• _分析対象テキスト_
<<<<

健康

睡眠に悩んでいるなら「ウェイトブランケット」をぜひとも試してみるべき理由

「睡眠が大事!」ってのは幼子でも知ってる事実。しかし、現代人は思っている以上に睡眠に問題を抱えておりまして、殊不眠に関しては、実際に「不眠症」と診断こそされていなくても、人口の30~48%が不眠の問題を抱えているといわれていたりします。

不眠になると、頭が働かなくなるし、疲れも取れないし、イライラしやすくなるし、事故を起こしやすくなるし、みたいに嫌なこと尽くしで、ぜひとも改善しておきたいところ。

そこで、睡眠改善系のガジェット等がいろいろあるわけですが、近年特に熱いガジェットの一つが「ウェイトブランケット」であります。その名の通り、重みのあるブランケットのことで、「チェーンブランケット」として知っている方も多いかもしれません。

>>>>

• _作業指示_
1 - ウェイトブランケットを扱った文章の内容を2文でまとめてください。
2 - ウェイトブランケットについての文章を、最後の文の次から再開して書き継いでください。

• _参考資料_

<<<<

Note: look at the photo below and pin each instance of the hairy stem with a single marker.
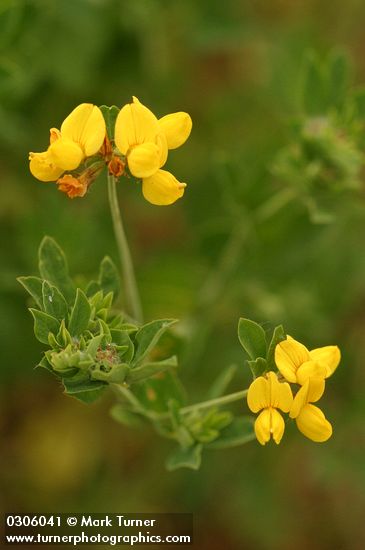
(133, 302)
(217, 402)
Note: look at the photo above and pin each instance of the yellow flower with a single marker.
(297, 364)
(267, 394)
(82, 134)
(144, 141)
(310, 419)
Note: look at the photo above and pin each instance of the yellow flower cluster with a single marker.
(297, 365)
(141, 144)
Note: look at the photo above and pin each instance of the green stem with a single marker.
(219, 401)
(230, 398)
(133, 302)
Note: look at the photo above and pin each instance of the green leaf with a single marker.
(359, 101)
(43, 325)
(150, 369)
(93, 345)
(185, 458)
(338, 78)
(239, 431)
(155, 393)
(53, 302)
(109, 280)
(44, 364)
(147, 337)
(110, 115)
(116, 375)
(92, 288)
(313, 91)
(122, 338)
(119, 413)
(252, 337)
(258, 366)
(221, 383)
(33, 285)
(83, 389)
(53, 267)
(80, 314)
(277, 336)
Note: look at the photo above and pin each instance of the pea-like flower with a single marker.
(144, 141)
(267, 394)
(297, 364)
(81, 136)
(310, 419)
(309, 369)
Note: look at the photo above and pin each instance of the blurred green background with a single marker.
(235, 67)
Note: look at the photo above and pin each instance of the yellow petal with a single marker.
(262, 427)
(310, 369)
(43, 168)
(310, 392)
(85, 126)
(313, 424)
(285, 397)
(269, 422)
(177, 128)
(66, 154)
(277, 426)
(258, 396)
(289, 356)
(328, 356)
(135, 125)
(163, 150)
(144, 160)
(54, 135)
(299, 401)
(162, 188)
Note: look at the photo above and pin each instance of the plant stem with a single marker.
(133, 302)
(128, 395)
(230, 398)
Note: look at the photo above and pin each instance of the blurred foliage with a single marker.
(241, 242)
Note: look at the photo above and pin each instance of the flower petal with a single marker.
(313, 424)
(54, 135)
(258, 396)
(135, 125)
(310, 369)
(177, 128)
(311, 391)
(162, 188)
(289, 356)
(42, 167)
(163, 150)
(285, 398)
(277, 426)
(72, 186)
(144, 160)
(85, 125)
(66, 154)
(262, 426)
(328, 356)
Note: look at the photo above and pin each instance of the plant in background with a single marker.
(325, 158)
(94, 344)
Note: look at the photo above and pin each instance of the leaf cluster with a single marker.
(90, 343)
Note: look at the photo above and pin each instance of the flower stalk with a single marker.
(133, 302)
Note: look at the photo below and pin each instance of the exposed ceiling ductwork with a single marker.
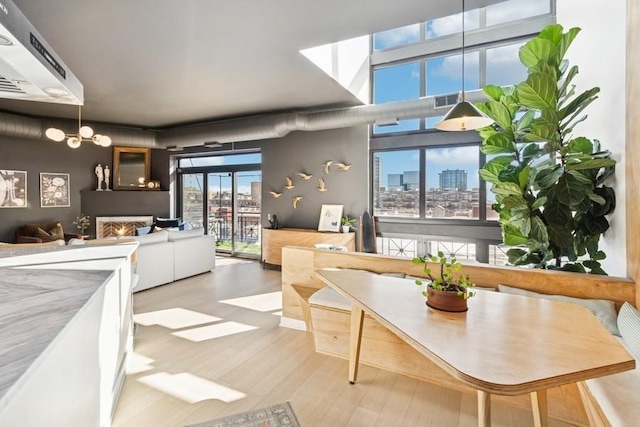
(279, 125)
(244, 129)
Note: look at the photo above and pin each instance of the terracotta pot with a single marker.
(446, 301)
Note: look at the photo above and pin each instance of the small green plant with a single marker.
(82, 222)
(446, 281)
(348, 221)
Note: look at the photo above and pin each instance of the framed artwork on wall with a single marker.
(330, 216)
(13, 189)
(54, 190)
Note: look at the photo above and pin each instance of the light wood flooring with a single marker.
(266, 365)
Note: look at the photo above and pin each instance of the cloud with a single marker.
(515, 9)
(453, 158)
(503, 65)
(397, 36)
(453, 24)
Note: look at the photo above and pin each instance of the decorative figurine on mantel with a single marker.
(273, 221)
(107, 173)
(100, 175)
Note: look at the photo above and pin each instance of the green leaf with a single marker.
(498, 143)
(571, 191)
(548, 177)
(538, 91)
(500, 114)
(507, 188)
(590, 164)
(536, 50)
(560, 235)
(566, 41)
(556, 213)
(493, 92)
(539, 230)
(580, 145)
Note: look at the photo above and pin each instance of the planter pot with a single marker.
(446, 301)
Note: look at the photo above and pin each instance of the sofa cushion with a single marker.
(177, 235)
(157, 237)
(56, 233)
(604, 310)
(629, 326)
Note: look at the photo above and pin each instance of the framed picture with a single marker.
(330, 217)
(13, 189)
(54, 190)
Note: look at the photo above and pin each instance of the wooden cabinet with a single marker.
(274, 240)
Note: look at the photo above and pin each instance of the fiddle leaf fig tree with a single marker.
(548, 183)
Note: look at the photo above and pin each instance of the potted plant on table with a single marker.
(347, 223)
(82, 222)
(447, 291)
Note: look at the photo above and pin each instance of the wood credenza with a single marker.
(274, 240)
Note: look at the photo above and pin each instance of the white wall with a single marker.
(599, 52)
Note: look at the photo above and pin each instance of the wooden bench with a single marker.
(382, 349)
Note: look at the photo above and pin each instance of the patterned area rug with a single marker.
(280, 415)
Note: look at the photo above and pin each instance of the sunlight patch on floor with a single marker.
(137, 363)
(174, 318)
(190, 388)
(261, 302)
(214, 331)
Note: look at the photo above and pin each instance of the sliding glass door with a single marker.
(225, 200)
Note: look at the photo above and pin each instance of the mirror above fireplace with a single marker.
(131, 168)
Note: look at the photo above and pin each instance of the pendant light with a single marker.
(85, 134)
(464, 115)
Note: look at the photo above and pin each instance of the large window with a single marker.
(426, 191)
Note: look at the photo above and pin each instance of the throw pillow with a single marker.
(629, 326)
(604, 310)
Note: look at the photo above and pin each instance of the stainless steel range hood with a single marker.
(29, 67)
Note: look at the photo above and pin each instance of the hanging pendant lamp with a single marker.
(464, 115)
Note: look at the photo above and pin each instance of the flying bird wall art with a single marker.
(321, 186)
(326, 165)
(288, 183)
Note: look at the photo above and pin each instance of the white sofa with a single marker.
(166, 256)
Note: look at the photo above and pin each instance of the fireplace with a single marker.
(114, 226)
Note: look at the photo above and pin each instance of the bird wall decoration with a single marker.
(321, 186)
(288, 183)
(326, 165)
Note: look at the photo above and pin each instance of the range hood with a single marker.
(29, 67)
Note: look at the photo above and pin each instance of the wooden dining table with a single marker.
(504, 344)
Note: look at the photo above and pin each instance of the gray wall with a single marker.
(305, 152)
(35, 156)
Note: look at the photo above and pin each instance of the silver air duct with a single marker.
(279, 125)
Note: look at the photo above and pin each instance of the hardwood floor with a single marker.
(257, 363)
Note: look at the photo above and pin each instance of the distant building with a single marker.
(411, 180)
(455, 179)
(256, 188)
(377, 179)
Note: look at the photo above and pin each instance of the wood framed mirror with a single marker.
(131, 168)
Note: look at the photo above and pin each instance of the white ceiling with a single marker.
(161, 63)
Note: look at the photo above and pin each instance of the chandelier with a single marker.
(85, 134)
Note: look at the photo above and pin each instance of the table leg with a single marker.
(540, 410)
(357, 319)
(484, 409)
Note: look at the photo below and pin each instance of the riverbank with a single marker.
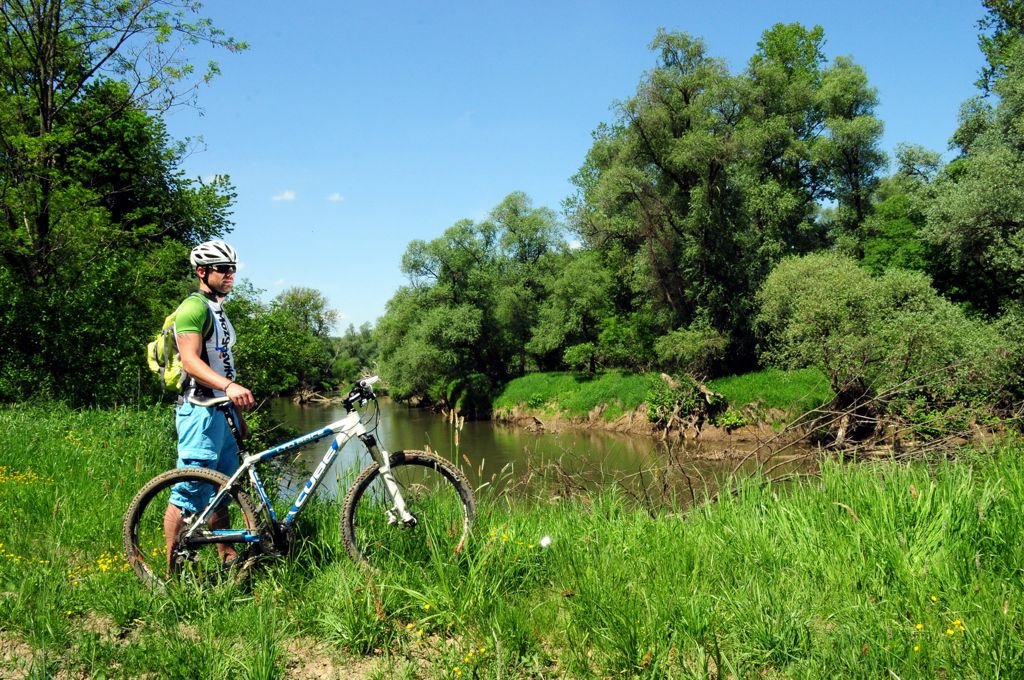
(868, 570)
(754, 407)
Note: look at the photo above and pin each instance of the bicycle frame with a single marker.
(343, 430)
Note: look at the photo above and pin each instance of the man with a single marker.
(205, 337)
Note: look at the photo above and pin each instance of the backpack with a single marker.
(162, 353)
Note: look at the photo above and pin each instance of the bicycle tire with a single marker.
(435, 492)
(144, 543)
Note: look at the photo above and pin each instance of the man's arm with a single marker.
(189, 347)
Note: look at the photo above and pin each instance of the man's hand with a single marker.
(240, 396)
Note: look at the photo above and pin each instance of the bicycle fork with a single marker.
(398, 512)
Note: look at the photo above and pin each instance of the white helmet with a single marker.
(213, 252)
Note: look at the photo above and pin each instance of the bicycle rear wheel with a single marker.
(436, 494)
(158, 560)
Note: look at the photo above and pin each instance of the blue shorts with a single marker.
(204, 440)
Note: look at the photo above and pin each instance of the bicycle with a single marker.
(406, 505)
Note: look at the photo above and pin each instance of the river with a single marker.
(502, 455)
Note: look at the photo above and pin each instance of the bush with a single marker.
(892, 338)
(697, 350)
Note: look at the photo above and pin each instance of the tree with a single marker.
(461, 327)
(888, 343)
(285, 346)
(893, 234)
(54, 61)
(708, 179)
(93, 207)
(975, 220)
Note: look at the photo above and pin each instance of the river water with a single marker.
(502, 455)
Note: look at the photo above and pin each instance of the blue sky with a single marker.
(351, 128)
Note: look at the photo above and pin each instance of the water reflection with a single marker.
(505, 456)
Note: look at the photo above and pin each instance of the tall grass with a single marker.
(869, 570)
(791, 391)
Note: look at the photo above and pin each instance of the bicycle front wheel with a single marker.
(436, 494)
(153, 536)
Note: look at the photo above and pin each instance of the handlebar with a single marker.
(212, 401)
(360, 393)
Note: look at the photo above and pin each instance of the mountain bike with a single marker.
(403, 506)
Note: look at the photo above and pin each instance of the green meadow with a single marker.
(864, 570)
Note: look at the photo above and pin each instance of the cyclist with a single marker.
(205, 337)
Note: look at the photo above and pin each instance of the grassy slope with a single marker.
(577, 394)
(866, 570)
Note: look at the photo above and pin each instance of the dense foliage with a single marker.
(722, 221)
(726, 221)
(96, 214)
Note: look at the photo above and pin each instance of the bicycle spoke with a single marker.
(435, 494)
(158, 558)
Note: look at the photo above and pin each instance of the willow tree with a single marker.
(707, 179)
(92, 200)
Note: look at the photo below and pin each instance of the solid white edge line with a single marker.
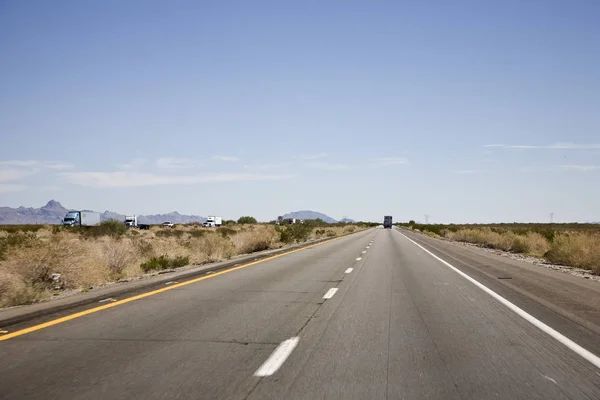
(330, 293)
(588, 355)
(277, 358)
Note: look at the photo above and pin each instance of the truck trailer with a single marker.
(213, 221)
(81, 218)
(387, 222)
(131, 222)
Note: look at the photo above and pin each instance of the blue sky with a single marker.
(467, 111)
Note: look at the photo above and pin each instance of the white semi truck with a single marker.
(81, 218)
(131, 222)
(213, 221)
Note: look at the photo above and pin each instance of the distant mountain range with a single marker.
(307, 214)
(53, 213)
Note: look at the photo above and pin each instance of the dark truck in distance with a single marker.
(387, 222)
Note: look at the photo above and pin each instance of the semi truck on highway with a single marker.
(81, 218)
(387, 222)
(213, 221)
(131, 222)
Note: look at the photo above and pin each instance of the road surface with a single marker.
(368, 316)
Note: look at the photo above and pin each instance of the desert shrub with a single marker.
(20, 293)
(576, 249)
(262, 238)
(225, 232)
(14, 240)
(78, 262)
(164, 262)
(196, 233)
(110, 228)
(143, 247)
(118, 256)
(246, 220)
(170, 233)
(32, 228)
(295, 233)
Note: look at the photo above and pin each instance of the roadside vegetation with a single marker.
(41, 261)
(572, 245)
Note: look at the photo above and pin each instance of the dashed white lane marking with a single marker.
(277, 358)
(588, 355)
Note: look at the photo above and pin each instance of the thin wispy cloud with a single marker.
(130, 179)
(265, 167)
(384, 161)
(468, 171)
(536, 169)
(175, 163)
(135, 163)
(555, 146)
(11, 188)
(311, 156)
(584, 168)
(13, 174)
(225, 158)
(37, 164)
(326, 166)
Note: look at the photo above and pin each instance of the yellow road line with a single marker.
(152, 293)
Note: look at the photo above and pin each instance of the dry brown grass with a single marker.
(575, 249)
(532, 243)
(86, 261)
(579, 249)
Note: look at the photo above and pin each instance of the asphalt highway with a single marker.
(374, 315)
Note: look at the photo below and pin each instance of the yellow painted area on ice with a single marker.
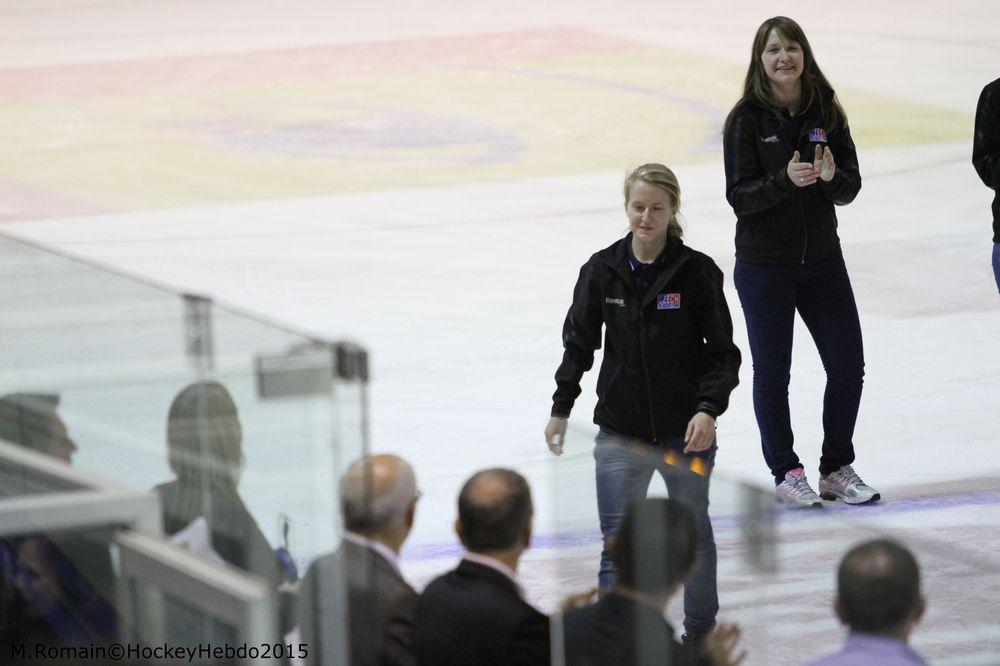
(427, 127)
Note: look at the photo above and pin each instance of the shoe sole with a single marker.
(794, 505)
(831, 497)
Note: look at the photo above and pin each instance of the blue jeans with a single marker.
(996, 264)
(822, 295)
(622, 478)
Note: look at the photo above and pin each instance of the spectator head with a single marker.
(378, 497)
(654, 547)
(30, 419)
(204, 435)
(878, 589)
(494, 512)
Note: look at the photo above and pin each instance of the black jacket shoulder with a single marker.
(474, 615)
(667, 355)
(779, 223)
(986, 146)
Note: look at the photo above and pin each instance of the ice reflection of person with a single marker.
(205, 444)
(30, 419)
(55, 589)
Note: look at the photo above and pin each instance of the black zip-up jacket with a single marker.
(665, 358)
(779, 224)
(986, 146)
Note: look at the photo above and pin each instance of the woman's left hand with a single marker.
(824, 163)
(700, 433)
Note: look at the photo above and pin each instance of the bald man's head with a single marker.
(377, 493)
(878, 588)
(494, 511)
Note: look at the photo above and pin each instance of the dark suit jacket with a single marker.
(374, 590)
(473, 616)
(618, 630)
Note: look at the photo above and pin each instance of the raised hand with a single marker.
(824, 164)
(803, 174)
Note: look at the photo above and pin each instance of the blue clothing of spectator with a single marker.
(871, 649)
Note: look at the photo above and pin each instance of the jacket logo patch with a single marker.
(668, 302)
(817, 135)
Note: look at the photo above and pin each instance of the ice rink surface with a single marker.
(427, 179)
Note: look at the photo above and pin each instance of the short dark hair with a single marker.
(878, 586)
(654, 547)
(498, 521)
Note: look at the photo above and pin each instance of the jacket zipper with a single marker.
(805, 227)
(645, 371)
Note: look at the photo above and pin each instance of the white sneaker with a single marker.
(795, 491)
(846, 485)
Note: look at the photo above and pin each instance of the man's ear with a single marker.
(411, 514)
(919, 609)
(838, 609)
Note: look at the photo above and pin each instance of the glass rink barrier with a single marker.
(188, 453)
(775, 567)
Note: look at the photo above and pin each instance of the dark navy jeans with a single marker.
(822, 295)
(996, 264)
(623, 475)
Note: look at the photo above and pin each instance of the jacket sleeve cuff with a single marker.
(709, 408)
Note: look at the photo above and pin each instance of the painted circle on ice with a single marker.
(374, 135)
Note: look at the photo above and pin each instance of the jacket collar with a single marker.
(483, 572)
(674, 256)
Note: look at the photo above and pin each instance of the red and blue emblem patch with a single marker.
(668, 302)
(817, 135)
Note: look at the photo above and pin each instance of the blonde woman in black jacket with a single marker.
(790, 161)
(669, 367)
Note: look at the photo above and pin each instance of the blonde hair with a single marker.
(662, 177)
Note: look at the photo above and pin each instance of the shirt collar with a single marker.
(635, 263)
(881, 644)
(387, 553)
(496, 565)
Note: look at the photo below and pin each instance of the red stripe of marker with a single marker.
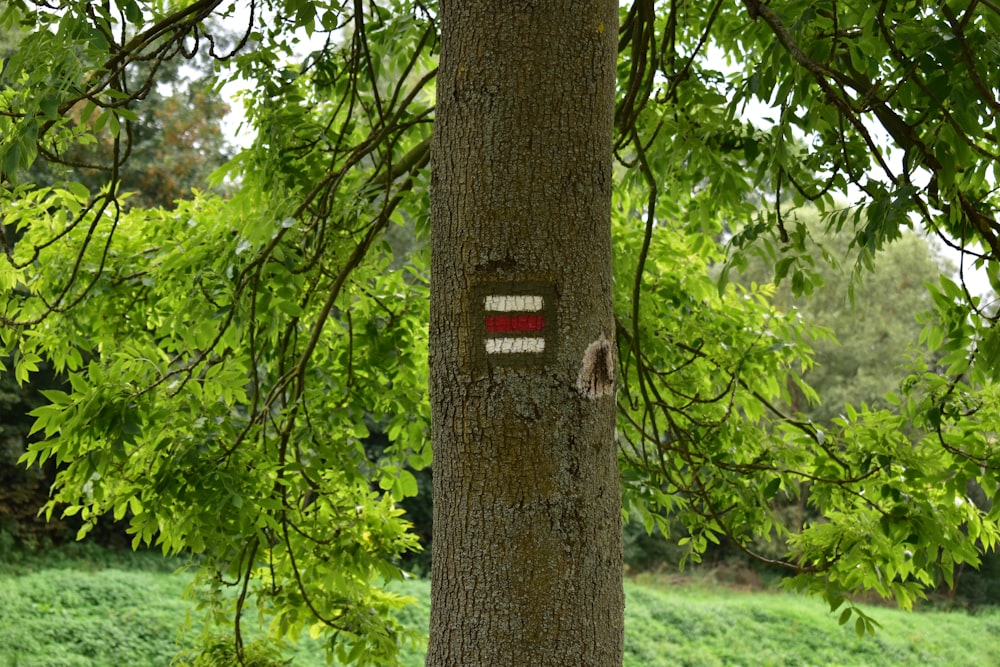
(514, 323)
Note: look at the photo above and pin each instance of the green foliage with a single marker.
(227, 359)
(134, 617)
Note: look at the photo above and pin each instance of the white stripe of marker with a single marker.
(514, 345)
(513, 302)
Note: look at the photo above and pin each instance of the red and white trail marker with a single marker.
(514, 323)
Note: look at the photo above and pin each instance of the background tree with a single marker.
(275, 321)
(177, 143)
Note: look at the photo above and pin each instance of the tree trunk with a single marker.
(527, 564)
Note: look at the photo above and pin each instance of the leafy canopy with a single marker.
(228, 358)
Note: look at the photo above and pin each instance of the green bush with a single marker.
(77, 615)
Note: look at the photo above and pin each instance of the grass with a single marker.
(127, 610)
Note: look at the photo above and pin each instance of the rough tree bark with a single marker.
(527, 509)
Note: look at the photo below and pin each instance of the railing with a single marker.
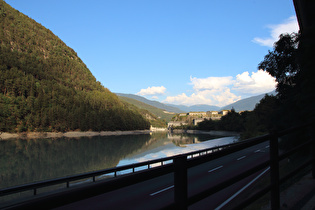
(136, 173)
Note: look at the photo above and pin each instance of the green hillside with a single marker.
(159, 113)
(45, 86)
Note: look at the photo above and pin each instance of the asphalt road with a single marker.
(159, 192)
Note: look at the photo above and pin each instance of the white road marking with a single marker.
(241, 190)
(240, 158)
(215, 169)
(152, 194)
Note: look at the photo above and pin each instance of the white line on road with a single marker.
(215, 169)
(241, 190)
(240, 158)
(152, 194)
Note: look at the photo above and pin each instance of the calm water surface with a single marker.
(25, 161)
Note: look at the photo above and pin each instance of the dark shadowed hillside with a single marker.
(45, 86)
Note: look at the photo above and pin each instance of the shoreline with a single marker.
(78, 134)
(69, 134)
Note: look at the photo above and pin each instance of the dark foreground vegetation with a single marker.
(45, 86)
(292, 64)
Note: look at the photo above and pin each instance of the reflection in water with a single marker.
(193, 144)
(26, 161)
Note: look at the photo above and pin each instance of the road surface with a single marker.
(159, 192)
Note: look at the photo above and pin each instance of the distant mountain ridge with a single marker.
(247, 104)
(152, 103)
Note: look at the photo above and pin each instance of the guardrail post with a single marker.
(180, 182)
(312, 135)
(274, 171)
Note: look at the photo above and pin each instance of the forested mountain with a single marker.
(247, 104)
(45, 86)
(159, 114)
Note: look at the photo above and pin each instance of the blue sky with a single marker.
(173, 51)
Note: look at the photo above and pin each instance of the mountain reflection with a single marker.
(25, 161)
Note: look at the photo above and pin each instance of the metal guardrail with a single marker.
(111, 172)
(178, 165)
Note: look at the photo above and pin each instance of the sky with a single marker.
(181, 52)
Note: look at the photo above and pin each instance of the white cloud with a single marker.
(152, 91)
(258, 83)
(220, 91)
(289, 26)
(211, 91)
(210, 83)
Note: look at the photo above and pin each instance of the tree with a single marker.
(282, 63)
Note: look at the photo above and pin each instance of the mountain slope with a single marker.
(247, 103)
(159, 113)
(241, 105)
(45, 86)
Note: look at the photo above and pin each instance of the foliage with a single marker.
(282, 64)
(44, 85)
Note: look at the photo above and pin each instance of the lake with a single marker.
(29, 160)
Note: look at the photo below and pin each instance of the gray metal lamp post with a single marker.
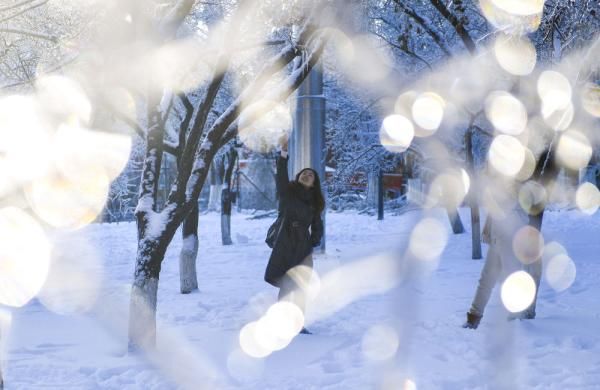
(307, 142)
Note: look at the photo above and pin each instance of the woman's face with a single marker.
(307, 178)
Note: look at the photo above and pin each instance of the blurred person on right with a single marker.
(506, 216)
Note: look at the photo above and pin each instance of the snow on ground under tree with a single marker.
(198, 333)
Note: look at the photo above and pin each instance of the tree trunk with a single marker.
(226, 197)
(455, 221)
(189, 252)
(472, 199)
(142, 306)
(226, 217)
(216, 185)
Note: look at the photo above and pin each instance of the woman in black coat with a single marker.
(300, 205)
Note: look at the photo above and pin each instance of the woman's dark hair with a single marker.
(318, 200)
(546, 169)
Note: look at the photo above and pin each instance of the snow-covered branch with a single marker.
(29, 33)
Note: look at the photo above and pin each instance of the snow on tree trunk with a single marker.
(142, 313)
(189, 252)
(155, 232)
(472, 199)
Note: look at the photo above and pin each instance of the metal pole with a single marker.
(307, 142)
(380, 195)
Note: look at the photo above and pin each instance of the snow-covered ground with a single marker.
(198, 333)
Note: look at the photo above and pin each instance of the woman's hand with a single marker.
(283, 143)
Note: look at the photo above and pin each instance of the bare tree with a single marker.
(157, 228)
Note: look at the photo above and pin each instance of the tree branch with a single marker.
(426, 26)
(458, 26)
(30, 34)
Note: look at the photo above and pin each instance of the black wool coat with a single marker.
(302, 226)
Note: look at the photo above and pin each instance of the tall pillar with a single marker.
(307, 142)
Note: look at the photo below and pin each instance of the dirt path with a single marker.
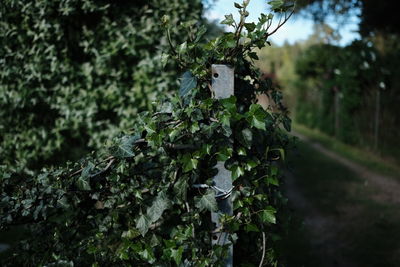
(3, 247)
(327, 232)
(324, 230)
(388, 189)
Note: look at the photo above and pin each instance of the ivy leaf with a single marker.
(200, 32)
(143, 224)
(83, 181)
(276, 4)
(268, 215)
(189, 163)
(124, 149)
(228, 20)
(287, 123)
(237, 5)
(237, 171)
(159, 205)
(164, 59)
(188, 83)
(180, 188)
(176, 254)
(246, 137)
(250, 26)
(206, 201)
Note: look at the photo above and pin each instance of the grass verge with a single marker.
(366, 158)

>>>>

• _回答一覧_
1 - 現代人は思っている以上に睡眠に問題を抱えており、不眠症と診断されていなくても人口の30~48%が不眠の問題を抱えているといわれ、不眠になると頭が働かず、疲れが取れず、イライラしやすく、事故を起こしやすくなる。そこで睡眠改善系のガジェットがいろいろある中、近年特に熱いものの一つが、重みのあるブランケットである「ウェイトブランケット」(「チェーンブランケット」とも呼ばれる)である。

2 -
ウェイトブランケットは、大人であれば6~8㎏くらいのものを推奨されることが多くて、一般的なブランケットが1㎏強くらいであることを考えると、かなりずっしり感があることをお判りいただけるでしょう。

数年前までは、買おうと思ってもなかなか高価で手を出しづらかったんですが、最近ではお手頃な価格帯のものも多くなってきておりまして、睡眠にお悩みの方なんかはお試しいただくといいんじゃないかと思ってたりするわけです。(例えば、以下のブランケットは、Amazon's Choiceにも選ばれていて、価格は5,500円ほど。前までは普通に3万円とかした)

ウェイトブランケットで主観的にも客観的にも睡眠の質が向上

「そんなものをかけたら重くて寝られないでしょ!」って思う方もいらっしゃるでしょうが、実際はさにあらず。体に重みや刺激を与えるってのは不眠症患者に対する治療として実際に行われることも多いんですよね。

そんなところで今回は「ウェイトブランケットでどのくらい不眠に効くか?」みたいな研究(R)をメモしときます。

これは、カロリンスカ研究所などの研究で、不眠症のスコアが高く、同時にうつ病、双極性障害、不安障害、ADHDなどを抱える男女120人が対象。この手の研究としては比較的規模の大きいものとなっております。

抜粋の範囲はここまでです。